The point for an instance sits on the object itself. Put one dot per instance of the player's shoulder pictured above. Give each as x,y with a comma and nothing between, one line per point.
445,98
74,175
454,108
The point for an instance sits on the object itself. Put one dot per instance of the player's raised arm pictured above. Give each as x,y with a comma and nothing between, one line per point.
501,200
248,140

Work to complete: Go through the material and set every line down again exactly.

Exercise output:
The point for an instance sits on the object itself. Put one dot per instance of the player's shoulder pictured above. Give each as x,y with a comma and nothing between, one line per point.
445,98
74,175
454,108
The point for an instance sits on the object itself. Put one dot per instance of the player's raised arm pictured above. Give each as x,y with a comma and nothing between, one line per point.
501,200
248,140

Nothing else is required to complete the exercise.